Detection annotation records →

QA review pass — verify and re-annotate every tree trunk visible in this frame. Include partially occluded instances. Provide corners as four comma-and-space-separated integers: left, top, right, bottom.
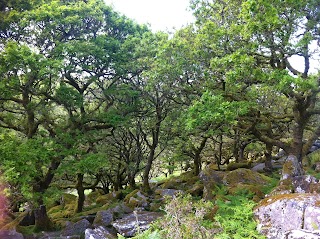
34, 205, 52, 232
143, 147, 156, 192
76, 173, 86, 213
264, 144, 272, 172
193, 137, 208, 175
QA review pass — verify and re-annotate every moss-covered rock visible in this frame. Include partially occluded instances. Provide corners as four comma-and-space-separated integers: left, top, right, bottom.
254, 193, 320, 238
222, 168, 271, 186
227, 162, 252, 171
228, 184, 265, 202
161, 171, 200, 191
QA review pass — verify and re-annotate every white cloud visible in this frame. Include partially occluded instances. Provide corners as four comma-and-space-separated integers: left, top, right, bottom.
105, 0, 194, 31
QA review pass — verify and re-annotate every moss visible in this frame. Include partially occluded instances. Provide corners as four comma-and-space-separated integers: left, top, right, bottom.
161, 171, 200, 191
228, 184, 265, 202
124, 189, 139, 203
62, 193, 78, 205
1, 211, 29, 230
227, 162, 251, 171
16, 225, 35, 236
257, 193, 314, 207
223, 168, 272, 185
48, 205, 63, 215
86, 190, 103, 204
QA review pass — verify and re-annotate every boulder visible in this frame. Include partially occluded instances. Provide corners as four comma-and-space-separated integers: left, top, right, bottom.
61, 219, 90, 236
112, 211, 162, 237
19, 210, 35, 226
199, 165, 226, 200
222, 168, 269, 186
254, 193, 320, 239
155, 188, 184, 197
93, 210, 113, 227
124, 189, 149, 208
227, 161, 251, 171
269, 175, 320, 196
313, 162, 320, 173
161, 171, 199, 191
93, 203, 132, 227
283, 230, 320, 239
85, 226, 117, 239
281, 155, 304, 180
0, 230, 23, 239
251, 160, 283, 173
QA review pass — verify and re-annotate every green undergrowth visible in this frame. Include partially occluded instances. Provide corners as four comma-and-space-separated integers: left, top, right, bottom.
126, 187, 265, 239
214, 191, 265, 239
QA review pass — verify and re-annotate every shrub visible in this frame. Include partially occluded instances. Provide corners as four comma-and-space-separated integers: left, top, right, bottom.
214, 192, 265, 239
157, 195, 214, 239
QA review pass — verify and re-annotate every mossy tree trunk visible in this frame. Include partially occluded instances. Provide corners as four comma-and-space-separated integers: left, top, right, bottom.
76, 173, 86, 213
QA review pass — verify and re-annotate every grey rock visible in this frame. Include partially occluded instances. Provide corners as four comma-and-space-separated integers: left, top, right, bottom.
19, 210, 35, 226
155, 188, 184, 197
281, 155, 304, 180
313, 162, 320, 173
283, 229, 320, 239
199, 168, 225, 200
303, 205, 320, 231
61, 219, 90, 236
254, 194, 320, 239
308, 145, 319, 153
112, 211, 162, 237
0, 230, 23, 239
93, 210, 113, 227
251, 163, 266, 173
85, 226, 117, 239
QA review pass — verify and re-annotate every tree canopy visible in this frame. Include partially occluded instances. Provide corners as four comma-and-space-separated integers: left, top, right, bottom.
0, 0, 320, 228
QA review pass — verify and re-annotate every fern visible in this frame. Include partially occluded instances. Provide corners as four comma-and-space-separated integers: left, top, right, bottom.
215, 192, 265, 239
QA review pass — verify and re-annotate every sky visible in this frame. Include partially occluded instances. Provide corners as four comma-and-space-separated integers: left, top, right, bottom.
105, 0, 320, 73
105, 0, 194, 32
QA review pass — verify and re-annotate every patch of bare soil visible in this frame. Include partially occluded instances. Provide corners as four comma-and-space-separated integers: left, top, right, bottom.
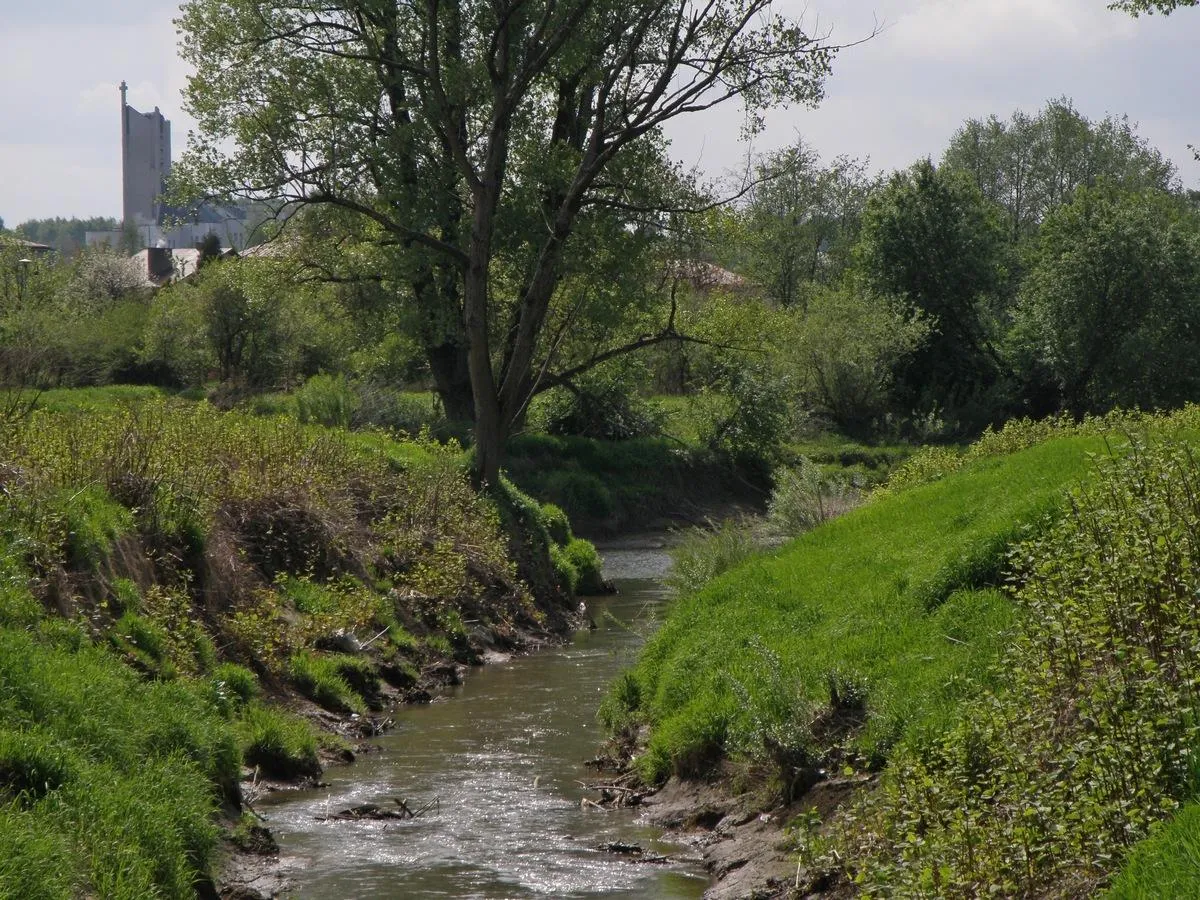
640, 775, 874, 900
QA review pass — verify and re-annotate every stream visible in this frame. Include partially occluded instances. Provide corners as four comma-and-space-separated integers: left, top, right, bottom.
258, 546, 708, 900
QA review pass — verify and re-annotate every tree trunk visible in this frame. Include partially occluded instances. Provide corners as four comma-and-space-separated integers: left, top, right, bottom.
426, 340, 475, 422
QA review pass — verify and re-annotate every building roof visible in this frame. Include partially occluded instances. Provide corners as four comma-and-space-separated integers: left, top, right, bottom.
0, 234, 54, 253
670, 259, 749, 292
131, 247, 238, 288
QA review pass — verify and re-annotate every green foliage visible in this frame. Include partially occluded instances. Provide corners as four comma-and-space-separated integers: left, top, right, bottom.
767, 457, 854, 538
538, 366, 661, 440
1012, 185, 1200, 414
942, 97, 1176, 244
209, 662, 259, 713
563, 538, 607, 595
541, 503, 574, 547
667, 520, 761, 595
238, 703, 320, 779
289, 650, 366, 713
173, 0, 835, 485
714, 143, 876, 307
1106, 803, 1200, 900
0, 630, 240, 900
62, 487, 133, 569
550, 544, 580, 596
700, 360, 791, 463
0, 730, 78, 808
857, 161, 1006, 424
781, 288, 931, 434
841, 440, 1200, 896
292, 374, 358, 428
108, 612, 175, 678
614, 437, 1102, 775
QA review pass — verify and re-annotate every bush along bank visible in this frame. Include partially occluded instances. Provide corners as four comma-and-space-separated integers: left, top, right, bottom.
602, 408, 1200, 896
0, 401, 598, 898
508, 434, 770, 536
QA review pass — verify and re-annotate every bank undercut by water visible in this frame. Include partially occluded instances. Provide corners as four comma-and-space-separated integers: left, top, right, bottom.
604, 407, 1200, 896
0, 396, 596, 900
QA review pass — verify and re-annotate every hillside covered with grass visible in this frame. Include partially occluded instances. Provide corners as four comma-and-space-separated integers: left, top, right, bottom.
0, 389, 598, 900
604, 408, 1200, 896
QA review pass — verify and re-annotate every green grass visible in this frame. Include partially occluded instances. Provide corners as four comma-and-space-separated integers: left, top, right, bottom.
0, 630, 240, 900
506, 434, 767, 532
290, 650, 366, 713
236, 702, 320, 779
1108, 803, 1200, 900
635, 437, 1103, 779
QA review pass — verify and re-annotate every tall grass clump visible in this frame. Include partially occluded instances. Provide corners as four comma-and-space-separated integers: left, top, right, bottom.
840, 440, 1200, 896
667, 520, 762, 594
0, 630, 240, 900
767, 457, 858, 538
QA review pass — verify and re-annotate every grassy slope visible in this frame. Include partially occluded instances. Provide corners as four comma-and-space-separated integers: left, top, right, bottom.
1108, 803, 1200, 900
625, 437, 1103, 778
0, 389, 588, 899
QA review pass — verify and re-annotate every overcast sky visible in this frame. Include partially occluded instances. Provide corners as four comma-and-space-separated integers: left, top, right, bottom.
0, 0, 1200, 228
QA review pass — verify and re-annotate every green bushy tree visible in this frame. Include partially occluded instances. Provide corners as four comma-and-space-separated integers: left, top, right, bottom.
857, 161, 1007, 422
1013, 184, 1200, 413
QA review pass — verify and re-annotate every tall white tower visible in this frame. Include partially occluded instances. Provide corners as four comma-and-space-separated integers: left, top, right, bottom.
121, 82, 170, 228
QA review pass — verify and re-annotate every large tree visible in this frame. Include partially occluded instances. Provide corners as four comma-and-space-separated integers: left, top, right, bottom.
857, 160, 1007, 425
942, 97, 1176, 244
179, 0, 835, 484
1014, 184, 1200, 413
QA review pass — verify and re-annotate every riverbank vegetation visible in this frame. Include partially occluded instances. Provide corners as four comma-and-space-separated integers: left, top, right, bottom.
601, 407, 1200, 896
0, 400, 585, 899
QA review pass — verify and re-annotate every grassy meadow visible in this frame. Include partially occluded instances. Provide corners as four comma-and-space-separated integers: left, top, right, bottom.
0, 388, 599, 900
602, 407, 1200, 898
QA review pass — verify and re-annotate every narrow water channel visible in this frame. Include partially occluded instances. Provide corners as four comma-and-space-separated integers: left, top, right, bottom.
258, 548, 708, 900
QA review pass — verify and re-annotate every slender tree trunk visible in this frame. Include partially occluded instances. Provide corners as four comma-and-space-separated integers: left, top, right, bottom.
426, 341, 475, 422
463, 255, 505, 486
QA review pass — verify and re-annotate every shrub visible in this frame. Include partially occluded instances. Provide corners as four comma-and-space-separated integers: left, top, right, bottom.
544, 469, 617, 520
767, 457, 854, 538
563, 538, 608, 595
292, 374, 359, 428
841, 434, 1200, 895
540, 372, 662, 440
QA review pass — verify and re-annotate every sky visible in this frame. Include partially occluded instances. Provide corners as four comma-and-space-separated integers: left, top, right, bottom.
0, 0, 1200, 228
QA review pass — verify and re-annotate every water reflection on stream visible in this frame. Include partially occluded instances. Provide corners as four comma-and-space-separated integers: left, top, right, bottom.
258, 540, 708, 900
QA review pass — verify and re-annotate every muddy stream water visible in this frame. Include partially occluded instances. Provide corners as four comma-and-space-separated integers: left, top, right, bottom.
257, 546, 708, 900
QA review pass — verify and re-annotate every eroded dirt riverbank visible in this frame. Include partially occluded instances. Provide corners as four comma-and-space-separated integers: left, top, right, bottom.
234, 541, 708, 900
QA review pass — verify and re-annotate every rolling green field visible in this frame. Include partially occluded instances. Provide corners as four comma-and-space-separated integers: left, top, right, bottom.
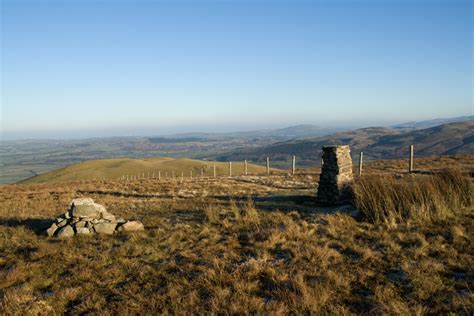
21, 158, 276, 183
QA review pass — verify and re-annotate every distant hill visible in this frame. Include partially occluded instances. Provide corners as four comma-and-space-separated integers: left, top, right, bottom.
216, 120, 474, 165
19, 158, 272, 183
392, 115, 474, 129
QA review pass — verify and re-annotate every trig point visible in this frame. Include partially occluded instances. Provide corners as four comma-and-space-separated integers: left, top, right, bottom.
317, 145, 353, 204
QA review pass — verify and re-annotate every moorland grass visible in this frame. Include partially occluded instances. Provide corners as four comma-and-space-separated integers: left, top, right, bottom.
353, 169, 472, 225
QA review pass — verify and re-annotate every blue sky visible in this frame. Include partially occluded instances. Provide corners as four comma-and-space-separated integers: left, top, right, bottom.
1, 0, 474, 136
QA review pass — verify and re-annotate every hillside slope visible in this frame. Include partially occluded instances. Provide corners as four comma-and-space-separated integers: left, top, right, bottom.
217, 121, 474, 164
20, 158, 272, 183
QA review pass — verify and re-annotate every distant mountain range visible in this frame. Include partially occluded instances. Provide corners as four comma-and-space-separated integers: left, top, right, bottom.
216, 120, 474, 163
160, 115, 474, 139
392, 115, 474, 129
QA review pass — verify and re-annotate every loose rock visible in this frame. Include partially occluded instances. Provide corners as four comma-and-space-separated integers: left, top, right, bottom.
117, 221, 145, 232
46, 198, 145, 237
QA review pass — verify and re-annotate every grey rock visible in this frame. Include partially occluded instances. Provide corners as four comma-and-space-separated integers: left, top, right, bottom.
57, 219, 67, 227
57, 226, 74, 237
46, 223, 58, 237
76, 227, 91, 235
72, 204, 101, 218
117, 221, 145, 232
102, 211, 116, 222
69, 198, 94, 209
74, 221, 87, 229
94, 222, 117, 235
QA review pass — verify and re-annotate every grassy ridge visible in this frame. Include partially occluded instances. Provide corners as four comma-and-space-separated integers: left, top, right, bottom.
20, 158, 276, 183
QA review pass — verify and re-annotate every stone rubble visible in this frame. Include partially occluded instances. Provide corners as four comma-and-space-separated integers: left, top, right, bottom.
317, 145, 353, 204
46, 198, 145, 237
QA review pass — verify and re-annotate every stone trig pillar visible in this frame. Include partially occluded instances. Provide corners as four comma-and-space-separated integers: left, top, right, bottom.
317, 145, 353, 204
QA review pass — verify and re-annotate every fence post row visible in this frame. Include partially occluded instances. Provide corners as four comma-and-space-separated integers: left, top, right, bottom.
291, 155, 296, 175
115, 145, 415, 181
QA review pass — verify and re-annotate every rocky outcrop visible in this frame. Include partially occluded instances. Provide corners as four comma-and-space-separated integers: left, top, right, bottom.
46, 198, 145, 237
317, 145, 353, 204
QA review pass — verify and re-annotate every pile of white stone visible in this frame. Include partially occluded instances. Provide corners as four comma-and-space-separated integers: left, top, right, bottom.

WHAT TO WORK ON → Rewrite everything from the start of the data down through the line containing "193, 137, 208, 175", replacing "tree trunk" with "trunk" and leaving the rest unchanged. Leave the picture out of your answer.

RESPONSE TO THE TASK →
QA review pass — verify and re-annotate every trunk visible in this frame. Include partially occluded instances. Provide corners as four comma-and-space-separated integers: left, top, right, bottom.
34, 205, 52, 232
143, 147, 156, 192
76, 173, 86, 213
264, 144, 272, 172
193, 137, 208, 175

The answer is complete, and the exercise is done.